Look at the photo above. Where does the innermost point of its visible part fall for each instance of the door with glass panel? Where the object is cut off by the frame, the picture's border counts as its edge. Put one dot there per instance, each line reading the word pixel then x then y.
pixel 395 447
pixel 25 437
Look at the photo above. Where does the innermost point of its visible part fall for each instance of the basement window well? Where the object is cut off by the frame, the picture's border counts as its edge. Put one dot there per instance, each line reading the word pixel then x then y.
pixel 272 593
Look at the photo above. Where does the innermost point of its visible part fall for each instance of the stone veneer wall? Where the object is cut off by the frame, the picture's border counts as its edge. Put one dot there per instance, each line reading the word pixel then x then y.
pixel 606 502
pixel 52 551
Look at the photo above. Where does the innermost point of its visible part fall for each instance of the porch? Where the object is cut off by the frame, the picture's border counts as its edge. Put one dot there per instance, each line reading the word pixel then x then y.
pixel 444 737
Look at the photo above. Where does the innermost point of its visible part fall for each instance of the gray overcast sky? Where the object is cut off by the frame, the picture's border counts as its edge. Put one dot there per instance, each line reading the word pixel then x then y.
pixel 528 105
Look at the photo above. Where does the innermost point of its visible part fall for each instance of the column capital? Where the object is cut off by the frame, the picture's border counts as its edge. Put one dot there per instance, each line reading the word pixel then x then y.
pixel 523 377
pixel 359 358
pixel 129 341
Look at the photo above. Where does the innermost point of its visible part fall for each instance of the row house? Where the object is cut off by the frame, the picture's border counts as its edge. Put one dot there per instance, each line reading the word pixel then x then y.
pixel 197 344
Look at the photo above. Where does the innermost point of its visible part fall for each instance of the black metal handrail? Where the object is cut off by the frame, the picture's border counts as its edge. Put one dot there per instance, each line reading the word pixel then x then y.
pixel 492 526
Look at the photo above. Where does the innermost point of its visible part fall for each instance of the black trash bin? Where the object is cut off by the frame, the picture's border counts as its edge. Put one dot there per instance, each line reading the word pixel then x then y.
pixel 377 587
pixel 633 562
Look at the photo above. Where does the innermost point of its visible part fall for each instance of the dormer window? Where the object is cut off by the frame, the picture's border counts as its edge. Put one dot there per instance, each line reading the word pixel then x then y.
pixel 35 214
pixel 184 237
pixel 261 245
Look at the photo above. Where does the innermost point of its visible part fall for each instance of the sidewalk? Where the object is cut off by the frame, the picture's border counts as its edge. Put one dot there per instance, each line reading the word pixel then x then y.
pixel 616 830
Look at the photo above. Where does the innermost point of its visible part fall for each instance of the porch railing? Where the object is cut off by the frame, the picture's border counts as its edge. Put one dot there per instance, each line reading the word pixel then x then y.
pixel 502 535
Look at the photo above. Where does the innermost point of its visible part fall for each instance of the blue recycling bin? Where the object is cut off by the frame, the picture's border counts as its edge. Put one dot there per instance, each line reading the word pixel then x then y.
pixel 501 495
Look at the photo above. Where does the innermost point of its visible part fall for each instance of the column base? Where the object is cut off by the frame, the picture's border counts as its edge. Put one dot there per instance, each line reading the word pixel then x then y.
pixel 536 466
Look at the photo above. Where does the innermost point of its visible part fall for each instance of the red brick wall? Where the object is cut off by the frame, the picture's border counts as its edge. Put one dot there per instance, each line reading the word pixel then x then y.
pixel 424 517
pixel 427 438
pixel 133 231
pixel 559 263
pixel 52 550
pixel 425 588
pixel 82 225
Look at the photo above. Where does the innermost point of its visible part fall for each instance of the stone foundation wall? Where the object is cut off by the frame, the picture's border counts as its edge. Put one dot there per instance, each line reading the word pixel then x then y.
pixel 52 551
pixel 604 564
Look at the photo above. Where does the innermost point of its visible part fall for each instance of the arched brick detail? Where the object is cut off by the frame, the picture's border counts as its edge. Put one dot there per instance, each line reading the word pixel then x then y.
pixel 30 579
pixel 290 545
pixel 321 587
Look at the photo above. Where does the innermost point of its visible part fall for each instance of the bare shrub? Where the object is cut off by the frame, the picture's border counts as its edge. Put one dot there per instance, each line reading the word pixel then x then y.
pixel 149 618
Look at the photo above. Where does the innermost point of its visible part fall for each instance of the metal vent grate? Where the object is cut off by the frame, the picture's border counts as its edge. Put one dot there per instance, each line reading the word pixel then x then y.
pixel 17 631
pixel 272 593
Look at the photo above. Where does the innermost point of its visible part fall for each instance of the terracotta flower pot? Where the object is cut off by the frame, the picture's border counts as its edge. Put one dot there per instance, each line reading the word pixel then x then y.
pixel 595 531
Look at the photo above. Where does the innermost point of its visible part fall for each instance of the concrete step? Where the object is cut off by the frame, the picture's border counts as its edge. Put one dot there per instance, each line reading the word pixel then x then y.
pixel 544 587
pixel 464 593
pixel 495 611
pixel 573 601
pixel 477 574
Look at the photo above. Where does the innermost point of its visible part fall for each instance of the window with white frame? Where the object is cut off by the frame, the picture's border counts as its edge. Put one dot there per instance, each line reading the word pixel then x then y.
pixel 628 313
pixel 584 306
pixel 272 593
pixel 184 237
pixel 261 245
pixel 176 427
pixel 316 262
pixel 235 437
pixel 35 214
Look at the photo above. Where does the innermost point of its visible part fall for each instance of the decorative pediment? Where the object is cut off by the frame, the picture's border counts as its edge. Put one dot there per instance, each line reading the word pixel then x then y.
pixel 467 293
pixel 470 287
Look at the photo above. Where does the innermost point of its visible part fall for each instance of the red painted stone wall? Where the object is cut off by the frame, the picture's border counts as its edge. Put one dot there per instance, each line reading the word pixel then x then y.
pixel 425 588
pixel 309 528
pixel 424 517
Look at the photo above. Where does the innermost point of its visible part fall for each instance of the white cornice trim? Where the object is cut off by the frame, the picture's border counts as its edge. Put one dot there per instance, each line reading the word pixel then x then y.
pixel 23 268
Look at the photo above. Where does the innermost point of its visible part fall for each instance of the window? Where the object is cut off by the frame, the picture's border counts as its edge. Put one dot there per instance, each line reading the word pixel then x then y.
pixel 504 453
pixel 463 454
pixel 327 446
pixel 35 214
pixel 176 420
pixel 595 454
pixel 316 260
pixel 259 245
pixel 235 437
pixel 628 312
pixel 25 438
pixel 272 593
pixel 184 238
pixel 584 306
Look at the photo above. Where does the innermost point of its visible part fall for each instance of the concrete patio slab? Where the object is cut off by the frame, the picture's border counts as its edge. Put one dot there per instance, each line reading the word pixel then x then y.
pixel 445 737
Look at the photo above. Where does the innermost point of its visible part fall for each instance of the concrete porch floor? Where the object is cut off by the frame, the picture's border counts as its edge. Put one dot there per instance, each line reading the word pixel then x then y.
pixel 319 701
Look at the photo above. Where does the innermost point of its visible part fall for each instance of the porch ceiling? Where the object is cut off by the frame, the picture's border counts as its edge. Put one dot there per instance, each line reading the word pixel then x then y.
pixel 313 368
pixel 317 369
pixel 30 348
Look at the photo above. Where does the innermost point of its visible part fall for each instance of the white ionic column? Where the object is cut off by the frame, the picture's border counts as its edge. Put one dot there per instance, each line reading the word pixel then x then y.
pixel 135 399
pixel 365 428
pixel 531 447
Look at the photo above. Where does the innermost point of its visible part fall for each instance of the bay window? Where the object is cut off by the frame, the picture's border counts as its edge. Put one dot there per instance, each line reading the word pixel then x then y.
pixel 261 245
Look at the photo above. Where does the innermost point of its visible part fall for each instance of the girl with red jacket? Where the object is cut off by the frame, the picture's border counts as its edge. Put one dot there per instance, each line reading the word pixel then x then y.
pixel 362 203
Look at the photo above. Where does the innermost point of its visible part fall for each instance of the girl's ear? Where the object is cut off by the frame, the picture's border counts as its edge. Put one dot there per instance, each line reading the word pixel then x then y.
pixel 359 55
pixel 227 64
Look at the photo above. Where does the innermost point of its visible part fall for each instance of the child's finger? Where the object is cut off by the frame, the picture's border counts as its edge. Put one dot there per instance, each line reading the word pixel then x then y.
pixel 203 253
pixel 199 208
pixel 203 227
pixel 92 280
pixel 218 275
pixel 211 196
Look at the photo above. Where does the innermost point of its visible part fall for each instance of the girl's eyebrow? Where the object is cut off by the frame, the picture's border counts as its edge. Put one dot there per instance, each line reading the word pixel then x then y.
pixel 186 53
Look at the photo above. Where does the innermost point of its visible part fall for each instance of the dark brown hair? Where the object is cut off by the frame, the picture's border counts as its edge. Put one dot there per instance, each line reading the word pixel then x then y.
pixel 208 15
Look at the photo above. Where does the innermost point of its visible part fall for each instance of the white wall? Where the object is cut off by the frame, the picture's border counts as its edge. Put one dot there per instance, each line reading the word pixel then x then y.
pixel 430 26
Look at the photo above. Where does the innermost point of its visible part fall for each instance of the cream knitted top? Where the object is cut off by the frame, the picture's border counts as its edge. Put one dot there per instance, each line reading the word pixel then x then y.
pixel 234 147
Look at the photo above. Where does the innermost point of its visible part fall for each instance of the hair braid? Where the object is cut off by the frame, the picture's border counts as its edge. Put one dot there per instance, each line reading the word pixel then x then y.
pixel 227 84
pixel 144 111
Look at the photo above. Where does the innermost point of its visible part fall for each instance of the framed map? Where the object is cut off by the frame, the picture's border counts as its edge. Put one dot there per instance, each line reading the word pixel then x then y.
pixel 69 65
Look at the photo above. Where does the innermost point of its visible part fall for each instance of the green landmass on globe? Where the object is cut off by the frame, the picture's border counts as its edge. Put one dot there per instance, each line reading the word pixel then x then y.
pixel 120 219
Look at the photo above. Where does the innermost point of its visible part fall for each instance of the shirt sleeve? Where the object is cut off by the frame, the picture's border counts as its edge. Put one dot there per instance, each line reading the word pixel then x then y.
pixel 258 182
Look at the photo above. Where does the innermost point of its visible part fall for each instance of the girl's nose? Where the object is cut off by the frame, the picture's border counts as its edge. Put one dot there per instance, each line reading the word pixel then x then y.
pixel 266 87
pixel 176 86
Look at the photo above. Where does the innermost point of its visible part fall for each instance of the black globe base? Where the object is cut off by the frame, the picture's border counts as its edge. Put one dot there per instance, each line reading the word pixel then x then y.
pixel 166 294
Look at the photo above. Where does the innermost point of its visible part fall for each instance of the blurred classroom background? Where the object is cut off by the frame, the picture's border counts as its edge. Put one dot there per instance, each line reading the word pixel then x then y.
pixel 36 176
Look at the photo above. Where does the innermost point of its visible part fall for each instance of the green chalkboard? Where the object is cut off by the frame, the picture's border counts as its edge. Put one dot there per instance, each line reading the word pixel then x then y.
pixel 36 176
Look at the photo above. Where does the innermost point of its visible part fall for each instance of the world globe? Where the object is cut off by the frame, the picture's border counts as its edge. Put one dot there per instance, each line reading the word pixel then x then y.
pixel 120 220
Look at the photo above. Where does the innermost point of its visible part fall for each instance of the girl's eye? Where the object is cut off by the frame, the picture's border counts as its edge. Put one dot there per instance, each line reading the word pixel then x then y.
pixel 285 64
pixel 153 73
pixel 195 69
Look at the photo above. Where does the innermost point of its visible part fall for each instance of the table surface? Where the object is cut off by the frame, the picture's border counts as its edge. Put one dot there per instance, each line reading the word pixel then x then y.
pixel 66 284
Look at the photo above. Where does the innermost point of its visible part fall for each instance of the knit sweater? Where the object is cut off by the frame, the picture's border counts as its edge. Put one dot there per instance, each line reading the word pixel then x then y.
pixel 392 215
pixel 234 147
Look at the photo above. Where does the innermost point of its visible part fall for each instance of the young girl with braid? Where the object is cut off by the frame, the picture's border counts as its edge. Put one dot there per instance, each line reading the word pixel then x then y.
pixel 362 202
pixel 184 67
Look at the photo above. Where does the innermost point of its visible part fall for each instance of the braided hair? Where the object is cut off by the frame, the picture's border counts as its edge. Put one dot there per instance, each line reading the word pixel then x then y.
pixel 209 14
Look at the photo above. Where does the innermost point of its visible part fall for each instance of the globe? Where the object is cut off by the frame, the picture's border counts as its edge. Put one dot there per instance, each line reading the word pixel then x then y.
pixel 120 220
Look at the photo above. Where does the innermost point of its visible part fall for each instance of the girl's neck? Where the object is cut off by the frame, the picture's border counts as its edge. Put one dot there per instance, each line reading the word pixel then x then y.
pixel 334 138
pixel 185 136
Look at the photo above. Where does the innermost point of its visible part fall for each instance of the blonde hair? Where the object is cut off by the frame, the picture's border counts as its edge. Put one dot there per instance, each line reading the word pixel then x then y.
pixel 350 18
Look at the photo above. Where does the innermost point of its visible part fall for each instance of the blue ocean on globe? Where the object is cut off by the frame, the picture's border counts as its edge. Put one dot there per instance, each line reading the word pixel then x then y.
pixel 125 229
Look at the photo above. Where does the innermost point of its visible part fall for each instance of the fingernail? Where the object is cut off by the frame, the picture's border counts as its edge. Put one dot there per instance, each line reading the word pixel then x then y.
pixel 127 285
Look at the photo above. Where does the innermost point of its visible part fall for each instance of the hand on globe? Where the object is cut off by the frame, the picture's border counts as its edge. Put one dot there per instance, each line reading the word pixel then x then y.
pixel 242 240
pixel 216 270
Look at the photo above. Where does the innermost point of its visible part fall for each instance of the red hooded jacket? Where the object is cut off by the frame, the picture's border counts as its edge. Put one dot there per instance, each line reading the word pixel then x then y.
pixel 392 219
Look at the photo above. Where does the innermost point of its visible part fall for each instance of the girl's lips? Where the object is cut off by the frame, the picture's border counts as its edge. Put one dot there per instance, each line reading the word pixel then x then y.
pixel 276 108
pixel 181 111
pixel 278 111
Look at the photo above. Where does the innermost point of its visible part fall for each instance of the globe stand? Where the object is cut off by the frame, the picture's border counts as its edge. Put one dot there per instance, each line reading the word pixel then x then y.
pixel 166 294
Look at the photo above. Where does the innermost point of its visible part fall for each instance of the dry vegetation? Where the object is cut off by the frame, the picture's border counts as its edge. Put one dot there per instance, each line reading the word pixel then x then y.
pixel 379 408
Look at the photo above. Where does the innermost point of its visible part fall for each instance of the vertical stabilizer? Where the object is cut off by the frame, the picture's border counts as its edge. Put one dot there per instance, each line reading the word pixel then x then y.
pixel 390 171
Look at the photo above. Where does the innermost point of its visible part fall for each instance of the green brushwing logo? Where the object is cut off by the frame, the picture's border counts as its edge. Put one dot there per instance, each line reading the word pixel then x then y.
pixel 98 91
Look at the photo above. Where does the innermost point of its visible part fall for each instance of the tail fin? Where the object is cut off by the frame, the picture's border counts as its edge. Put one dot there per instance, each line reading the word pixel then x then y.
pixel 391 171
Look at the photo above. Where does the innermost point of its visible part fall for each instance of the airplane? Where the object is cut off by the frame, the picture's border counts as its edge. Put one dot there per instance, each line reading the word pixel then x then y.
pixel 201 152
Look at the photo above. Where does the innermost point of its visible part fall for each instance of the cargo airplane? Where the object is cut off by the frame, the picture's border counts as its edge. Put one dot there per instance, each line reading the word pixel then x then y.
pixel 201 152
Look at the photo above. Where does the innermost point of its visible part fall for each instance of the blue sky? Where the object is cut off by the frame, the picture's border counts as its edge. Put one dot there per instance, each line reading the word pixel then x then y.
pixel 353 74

--------

Copy exactly, word for word, the line with "of the cargo" through the final line of the listing.

= Output of the exercise =
Look at the photo above. Where does the innermost point of its visible part fall for each instance of the cargo airplane? Where the object is cut off by the frame, the picture's border counts as its edge. Put one dot there per instance, each line reading the word pixel then x then y.
pixel 201 152
Look at the photo above. Where does the innermost point of its visible part fall for each instance of the blue sky? Where the object is cut off by the frame, the picture's border counts as its edge. Put one dot there per instance, each line reading the word pixel then x then y.
pixel 353 74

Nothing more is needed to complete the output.